→ **SUPPLIED TEXT**:
#####
And in many ways it is hard to explain.   Some people are forgotten because they don’t publish much.  This is not true of Chalmers.  His collected writing published in his lifetime run to 35 volumes.  Some people might be forgotten because they don’t found anything that endures.  But to take two institutions that Chalmers founded, the Free Church of Scotland and New College Edinburgh – both exist today.  Nor was his influence confined to Scotland.  William Wilberforce heard him preach and said that "all the world was wild about Dr. Chalmers."  In America the theologians of Princeton Seminary read and appreciated Chalmers.  Samuel Miller said that from Chalmers writings he received “impressions of his moral and heavenly grandeur.”
 
But perhaps there are two reasons for his neglect.  First, he addressed the specific political and economic problems of his day, as well as the spiritual, and so he wrote a number of works which are heavily dated.  Even faithful sons of the Free Church of Scotland may struggle to get overly excited by works like “On Political Economy in connection with the Moral State and Moral Prospects of Society” with chapters like “On the Increase and Limit of Food”.  Nor is a work like “On Cuvier's Theory of the Earth” going to grab attention today.  And because he wrote much on social themes, secondary literature on Chalmers has often focused on these areas – perhaps creating the false impression of a man who spoke to his time, but does not have much to say to ours.  Second, perhaps some who we might expect to warm to Chalmers are put off because of his view of the relation between science and Scripture.  Chalmers for example accepted, and it is fair to say enthusiastically embraced, the views emerging in his day over the old age of the earth.  Now, we will return to critical of Chalmers on this topic later – but we shouldn’t throw the baby out with the bathwater and ignore Chalmers because of his views here.  I remember a few years ago I was talking to someone at a wedding and as we struck up conversation he asked who I was reading.  I replied “Thomas Chalmers”.  He looked puzzled and said, “but he was a raving liberal.”  While we have to wrestle critically with Chalmers here, to call him a liberal is a tragedy.
 
Now, it is hard to capture the genius of Chalmers in a brief discussion – due to the sheer scope of his life.   His life moves from being a minister in a rural church, to leading large city congregations, to being a professor of moral philosophy, to being a professor of theology.  He leads over 1/3 of the Church of Scotland out of the denomination to form the Free Church of Scotland, launches a massive church building programme and sets in place the structures to support the church.  All the while he maintains renown as an orator, preacher, political economist, philanthropist, educationalist, ecclesiastical statesman and – above all – as an incomparable motivator of his fellow Christians.
#####
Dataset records
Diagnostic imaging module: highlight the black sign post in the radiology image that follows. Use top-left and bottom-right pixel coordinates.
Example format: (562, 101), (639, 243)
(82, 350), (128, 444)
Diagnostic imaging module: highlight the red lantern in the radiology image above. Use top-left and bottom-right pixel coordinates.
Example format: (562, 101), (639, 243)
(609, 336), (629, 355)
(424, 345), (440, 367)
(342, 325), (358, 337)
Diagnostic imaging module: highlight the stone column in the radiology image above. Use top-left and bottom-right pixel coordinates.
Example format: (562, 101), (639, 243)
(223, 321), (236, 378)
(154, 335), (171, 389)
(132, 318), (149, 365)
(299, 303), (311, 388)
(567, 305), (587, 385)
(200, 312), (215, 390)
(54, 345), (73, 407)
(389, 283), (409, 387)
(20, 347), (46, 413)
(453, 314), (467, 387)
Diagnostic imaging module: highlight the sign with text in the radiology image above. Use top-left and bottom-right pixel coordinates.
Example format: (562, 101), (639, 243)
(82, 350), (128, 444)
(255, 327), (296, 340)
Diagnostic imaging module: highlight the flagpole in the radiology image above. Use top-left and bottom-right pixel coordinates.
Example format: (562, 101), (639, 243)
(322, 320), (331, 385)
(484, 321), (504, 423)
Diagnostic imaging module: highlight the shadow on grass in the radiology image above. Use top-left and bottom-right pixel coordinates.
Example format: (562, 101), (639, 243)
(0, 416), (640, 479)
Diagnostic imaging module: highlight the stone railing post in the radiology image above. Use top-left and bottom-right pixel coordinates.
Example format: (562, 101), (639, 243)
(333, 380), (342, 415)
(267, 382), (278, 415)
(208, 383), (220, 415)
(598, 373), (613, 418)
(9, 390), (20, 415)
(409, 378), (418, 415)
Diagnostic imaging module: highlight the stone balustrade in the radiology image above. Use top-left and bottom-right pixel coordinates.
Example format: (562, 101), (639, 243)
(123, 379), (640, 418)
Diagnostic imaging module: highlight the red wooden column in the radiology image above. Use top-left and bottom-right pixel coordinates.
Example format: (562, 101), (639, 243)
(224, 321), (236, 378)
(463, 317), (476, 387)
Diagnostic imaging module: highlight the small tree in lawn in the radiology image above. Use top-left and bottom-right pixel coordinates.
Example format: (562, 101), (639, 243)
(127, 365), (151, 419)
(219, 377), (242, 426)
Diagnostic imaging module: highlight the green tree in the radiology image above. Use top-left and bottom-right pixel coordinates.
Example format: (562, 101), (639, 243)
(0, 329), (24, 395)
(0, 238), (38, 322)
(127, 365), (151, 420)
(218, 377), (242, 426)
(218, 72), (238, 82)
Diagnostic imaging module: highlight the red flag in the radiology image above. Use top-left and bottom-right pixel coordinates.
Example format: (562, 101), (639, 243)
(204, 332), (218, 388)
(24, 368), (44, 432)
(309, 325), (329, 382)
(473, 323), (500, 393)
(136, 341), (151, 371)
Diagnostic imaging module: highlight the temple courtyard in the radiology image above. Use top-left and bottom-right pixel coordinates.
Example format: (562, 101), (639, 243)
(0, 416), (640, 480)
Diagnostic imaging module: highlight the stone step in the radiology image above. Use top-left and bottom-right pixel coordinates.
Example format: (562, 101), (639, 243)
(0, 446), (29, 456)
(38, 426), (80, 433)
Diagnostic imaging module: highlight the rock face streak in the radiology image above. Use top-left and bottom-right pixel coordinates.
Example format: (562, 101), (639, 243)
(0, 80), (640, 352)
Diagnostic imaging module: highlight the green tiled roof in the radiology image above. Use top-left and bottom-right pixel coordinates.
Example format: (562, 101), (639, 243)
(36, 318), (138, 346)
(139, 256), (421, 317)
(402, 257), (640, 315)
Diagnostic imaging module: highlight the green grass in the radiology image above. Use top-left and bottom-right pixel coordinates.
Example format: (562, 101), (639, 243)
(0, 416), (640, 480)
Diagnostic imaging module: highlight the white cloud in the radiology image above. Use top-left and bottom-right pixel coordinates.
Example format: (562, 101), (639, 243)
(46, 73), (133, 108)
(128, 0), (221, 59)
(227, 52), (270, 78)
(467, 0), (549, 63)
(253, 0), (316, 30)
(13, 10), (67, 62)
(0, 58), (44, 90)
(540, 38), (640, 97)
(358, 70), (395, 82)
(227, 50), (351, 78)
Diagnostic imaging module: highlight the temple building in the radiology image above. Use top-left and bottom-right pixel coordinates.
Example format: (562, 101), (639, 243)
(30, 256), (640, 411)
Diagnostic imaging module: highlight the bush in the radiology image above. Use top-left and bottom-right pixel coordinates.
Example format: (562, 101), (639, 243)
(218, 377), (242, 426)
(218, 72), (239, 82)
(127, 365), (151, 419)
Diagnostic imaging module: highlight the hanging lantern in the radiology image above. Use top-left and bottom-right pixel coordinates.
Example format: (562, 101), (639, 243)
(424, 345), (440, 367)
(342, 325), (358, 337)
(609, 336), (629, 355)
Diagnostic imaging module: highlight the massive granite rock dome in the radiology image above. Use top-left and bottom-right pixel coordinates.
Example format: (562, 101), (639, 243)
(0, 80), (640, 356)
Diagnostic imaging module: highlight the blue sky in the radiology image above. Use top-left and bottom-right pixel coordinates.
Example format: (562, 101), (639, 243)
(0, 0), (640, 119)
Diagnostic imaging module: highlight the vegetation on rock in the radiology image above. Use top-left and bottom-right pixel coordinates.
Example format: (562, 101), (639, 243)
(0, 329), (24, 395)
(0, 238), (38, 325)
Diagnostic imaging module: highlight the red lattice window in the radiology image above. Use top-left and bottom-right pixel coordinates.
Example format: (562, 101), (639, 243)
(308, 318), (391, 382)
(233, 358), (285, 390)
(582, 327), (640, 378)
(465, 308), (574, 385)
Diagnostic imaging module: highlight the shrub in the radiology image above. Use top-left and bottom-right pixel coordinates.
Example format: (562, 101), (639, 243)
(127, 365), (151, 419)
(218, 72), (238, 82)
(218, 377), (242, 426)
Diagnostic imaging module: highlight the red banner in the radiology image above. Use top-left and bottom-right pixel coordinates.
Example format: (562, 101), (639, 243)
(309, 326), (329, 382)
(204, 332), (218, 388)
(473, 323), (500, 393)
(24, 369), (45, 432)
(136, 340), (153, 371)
#####
→ **WHAT THE TASK REQUIRES**: From the passage on Thomas Chalmers, pull out the stretch from "Now, it is hard" through "his fellow Christians.", copying it word for word. The data plays no part in what comes next.

→ **OUTPUT FOR THIS TASK**:
Now, it is hard to capture the genius of Chalmers in a brief discussion – due to the sheer scope of his life.   His life moves from being a minister in a rural church, to leading large city congregations, to being a professor of moral philosophy, to being a professor of theology.  He leads over 1/3 of the Church of Scotland out of the denomination to form the Free Church of Scotland, launches a massive church building programme and sets in place the structures to support the church.  All the while he maintains renown as an orator, preacher, political economist, philanthropist, educationalist, ecclesiastical statesman and – above all – as an incomparable motivator of his fellow Christians.